In the records below, locate the line containing "Please locate the chrome"; output that line and every following line through the last, exactly.

-- START MATERIALS PROVIDED --

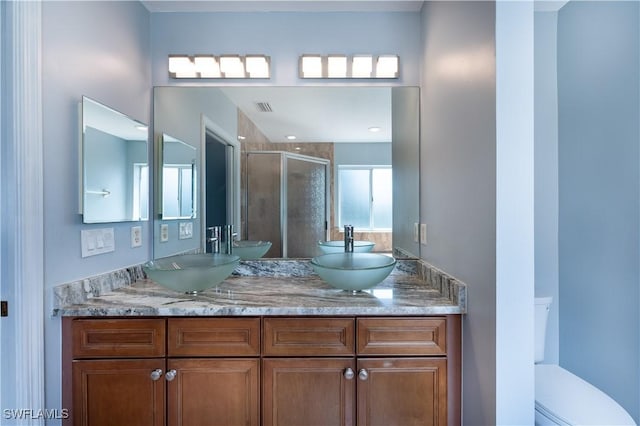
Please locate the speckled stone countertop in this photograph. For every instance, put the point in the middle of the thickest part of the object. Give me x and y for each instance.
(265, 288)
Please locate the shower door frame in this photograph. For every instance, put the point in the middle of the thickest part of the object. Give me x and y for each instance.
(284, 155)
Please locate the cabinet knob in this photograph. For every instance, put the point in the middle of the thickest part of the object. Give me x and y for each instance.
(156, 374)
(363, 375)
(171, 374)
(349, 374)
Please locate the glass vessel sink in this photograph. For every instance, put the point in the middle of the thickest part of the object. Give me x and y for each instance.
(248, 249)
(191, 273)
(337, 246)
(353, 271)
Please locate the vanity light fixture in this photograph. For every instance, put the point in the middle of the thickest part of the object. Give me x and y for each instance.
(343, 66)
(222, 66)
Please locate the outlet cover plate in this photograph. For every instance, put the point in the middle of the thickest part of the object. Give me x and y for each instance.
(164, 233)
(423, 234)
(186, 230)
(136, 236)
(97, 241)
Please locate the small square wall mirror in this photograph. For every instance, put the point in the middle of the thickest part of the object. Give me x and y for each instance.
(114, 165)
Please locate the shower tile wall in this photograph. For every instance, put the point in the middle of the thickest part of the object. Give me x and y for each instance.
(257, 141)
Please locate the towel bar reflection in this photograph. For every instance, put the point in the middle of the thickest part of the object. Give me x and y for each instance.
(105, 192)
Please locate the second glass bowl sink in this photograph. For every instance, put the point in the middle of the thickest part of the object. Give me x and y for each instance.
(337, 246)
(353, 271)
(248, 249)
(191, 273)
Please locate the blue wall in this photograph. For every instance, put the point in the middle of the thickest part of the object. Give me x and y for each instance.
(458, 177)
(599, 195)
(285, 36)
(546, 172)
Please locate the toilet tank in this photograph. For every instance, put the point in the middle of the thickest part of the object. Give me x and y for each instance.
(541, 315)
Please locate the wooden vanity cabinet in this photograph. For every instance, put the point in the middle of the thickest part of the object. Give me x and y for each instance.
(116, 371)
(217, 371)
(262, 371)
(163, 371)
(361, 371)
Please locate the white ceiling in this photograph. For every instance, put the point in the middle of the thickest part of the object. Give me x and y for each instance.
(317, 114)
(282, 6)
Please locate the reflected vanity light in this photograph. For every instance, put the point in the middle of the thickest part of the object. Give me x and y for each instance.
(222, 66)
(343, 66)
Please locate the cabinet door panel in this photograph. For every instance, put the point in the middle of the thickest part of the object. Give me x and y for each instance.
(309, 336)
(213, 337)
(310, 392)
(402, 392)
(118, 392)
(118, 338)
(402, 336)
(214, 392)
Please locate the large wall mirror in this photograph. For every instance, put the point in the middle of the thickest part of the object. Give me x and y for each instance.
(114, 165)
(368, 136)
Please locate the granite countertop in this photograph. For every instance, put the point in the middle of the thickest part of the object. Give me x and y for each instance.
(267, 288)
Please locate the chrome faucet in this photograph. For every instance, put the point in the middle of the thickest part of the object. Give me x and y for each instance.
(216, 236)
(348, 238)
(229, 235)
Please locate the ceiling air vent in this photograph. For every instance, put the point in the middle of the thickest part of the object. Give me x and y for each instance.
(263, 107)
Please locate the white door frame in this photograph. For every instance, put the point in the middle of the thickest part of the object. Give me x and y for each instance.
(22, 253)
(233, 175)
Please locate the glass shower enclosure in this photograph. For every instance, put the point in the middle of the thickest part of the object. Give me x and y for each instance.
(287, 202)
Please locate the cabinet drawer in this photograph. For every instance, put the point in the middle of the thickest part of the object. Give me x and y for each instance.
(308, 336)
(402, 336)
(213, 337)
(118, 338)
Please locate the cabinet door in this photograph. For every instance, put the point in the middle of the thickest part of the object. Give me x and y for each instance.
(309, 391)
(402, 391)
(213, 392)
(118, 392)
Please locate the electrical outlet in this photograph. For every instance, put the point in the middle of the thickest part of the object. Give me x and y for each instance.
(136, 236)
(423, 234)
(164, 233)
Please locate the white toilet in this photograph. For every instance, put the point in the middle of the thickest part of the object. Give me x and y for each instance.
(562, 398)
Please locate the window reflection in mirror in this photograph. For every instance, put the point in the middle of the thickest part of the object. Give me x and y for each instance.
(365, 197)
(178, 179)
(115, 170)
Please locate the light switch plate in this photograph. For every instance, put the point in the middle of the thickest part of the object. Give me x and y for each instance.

-- END MATERIALS PROVIDED --

-- ANSWER TO THIS TASK --
Please locate the chrome faucet in this photograph. For every instance, put the point in the middle of the thickest part of the object. Give me x and y for each instance.
(216, 236)
(348, 238)
(229, 235)
Please locate the ceiling air vent in this photograph. For every instance, put the point in the middle of the thickest part of the object. Give me x and y for each instance.
(263, 107)
Please locate the white door frame in this photograph. For every instance, put the point in the middle of the thickest part of the object. Give me x and y for each instance.
(22, 253)
(233, 175)
Please locate the glass shower enclosure in this photograph. For every instance, put the point in the middle of the thickest part of the object. Give me x and y for each instance.
(287, 202)
Please locate the cabinet drawer in this photograph. For every instance, put the point in the middle of the thickest part of the object. Give me x and y for each instance.
(308, 336)
(402, 336)
(213, 337)
(118, 338)
Please locate the cabinet door in this photograph. For every instance, put the point in the middle of the thickest part of the object. Give me x and y for each instance.
(309, 391)
(402, 391)
(213, 392)
(118, 392)
Please locate the electrical outlet in this photograph. For every instance, put the point in the middle of the thickest part of the object. Give me x and y for each instance.
(136, 236)
(423, 234)
(164, 233)
Please locate the white toilet in this photograph. For every instance, put the point in the middle of the thickest part of the object. Give me x and y for each instance.
(562, 398)
Please locate the window reflection in mirror in this photograph. For every instance, put the point in the middle of the thickest part of the object. Give me x and y for each instance.
(365, 197)
(178, 179)
(115, 170)
Please locate the light switch plate in this photograph. For every instance, put the point in the middle of the thickest part of the object. Give me x and y for each instance.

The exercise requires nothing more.